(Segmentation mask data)
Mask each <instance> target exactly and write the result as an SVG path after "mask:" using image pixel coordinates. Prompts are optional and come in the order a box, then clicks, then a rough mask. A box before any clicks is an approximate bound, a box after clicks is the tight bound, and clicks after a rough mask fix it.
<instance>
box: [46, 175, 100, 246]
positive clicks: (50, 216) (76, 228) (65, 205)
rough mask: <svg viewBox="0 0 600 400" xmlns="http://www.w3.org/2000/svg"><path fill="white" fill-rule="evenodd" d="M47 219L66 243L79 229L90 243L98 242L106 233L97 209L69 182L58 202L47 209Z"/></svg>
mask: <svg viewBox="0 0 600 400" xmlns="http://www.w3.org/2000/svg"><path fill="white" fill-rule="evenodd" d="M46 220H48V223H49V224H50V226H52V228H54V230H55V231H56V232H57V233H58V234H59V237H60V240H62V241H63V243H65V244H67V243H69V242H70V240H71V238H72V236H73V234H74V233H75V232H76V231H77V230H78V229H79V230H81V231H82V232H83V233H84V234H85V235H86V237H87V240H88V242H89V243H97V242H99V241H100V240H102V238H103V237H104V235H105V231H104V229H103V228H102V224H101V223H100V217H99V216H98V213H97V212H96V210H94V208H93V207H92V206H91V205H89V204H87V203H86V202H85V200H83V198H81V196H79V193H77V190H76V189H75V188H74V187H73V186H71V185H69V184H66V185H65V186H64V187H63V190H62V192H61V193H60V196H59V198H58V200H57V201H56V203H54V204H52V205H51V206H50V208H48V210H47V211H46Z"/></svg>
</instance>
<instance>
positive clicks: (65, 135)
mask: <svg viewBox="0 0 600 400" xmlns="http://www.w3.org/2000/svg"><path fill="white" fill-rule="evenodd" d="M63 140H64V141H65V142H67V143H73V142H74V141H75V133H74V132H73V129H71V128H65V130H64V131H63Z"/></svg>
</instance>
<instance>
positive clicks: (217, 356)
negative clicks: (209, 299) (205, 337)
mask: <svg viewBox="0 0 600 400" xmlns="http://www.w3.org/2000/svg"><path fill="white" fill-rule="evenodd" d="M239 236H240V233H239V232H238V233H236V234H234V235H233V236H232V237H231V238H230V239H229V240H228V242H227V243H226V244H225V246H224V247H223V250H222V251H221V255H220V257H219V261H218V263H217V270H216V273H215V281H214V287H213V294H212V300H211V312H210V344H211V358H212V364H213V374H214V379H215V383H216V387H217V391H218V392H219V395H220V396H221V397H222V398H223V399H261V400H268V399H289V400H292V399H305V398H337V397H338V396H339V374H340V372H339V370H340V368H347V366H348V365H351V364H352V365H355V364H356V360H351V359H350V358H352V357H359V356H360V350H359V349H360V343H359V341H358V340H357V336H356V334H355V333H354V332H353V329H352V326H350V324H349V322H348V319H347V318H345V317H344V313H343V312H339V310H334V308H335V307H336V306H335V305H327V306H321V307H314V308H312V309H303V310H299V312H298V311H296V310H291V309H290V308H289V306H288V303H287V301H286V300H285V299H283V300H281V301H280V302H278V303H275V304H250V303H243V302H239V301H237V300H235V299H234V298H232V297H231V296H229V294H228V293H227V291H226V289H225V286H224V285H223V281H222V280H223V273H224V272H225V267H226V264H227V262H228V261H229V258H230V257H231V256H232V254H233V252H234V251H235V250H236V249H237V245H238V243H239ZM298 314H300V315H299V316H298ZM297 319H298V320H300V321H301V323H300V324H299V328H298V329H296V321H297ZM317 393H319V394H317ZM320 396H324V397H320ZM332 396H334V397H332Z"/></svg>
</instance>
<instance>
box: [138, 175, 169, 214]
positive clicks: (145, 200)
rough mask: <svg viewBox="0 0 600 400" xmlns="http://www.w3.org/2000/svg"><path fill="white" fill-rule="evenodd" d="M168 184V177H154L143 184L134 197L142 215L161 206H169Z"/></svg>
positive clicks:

- **Exercise instructions**: Lay out every line of the data above as a numbered list, leaving out any blank lines.

- **Answer space**:
1. Mask each <instance> target exactly and write the result as an SVG path after "mask:" using image pixel coordinates. Prompts are optional and come in the order a box, then clicks, then a rough mask. A box before any clicks is an approximate bound, a box after clicks is the tight bound, and clicks after a rough mask fix it.
2. <instance>
3. box: [46, 175, 100, 246]
4. positive clicks: (50, 216) (76, 228) (65, 205)
5. rough mask: <svg viewBox="0 0 600 400" xmlns="http://www.w3.org/2000/svg"><path fill="white" fill-rule="evenodd" d="M47 219L66 243L79 229L90 243L98 242L106 233L97 209L69 182L58 202L47 209Z"/></svg>
6. mask: <svg viewBox="0 0 600 400" xmlns="http://www.w3.org/2000/svg"><path fill="white" fill-rule="evenodd" d="M46 220H48V223H49V224H50V226H52V228H54V230H55V231H56V232H57V233H58V234H59V237H60V240H62V241H63V243H65V244H67V243H69V242H70V240H71V238H72V236H73V234H74V233H75V232H76V231H77V230H78V229H79V230H81V231H82V232H83V233H84V234H85V235H86V237H87V240H88V242H89V243H97V242H99V241H100V240H102V238H103V237H104V235H105V231H104V229H103V228H102V224H101V223H100V217H99V216H98V213H97V212H96V210H94V208H93V207H92V206H91V205H89V204H87V203H86V202H85V200H83V198H81V196H79V193H77V190H76V189H75V188H74V187H73V186H71V185H69V184H66V185H65V186H64V187H63V190H62V192H61V193H60V196H59V198H58V200H57V201H56V203H54V204H52V205H51V206H50V208H48V210H47V211H46Z"/></svg>
7. </instance>
8. <instance>
9. positive clicks: (65, 135)
10. mask: <svg viewBox="0 0 600 400" xmlns="http://www.w3.org/2000/svg"><path fill="white" fill-rule="evenodd" d="M63 140H64V141H65V142H67V143H73V142H74V141H75V133H74V132H73V129H71V128H65V130H64V131H63Z"/></svg>
11. </instance>
12. <instance>
13. positive clicks: (217, 356)
14. negative clicks: (209, 299) (205, 337)
15. mask: <svg viewBox="0 0 600 400" xmlns="http://www.w3.org/2000/svg"><path fill="white" fill-rule="evenodd" d="M239 236H240V233H239V232H238V233H236V234H234V235H233V236H232V237H231V238H230V239H229V240H228V242H227V243H226V244H225V246H224V247H223V250H222V251H221V255H220V257H219V261H218V263H217V270H216V273H215V281H214V287H213V294H212V300H211V312H210V344H211V358H212V364H213V374H214V379H215V383H216V387H217V391H218V392H219V395H220V396H221V397H222V398H223V399H261V400H268V399H289V400H292V399H305V398H337V397H338V396H339V374H340V372H339V370H340V368H347V366H348V365H351V364H352V365H355V364H356V360H351V359H350V358H352V357H359V356H360V350H359V349H360V343H359V341H358V340H357V336H356V334H355V333H354V332H353V329H352V326H350V324H349V322H348V319H347V318H345V317H344V313H343V312H339V310H334V308H335V307H336V306H335V305H327V306H321V307H314V308H312V309H303V310H299V312H298V311H296V310H291V309H290V308H289V306H288V303H287V301H286V300H285V299H283V300H281V301H280V302H278V303H275V304H250V303H243V302H239V301H237V300H235V299H234V298H232V297H231V296H229V294H228V293H227V291H226V289H225V286H224V285H223V281H222V280H223V273H224V272H225V267H226V264H227V262H228V261H229V258H230V257H231V256H232V254H233V252H234V251H235V250H236V249H237V245H238V243H239ZM298 314H300V315H299V316H298ZM297 319H298V320H300V321H301V323H300V324H299V328H298V329H296V321H297ZM317 393H319V394H317ZM320 396H324V397H320ZM332 396H334V397H332Z"/></svg>
16. </instance>
17. <instance>
18. box: [138, 175, 169, 214]
19. positive clicks: (145, 200)
20. rough mask: <svg viewBox="0 0 600 400" xmlns="http://www.w3.org/2000/svg"><path fill="white" fill-rule="evenodd" d="M168 184V177H154L143 184L134 197L142 215L161 206H169Z"/></svg>
21. positive clicks:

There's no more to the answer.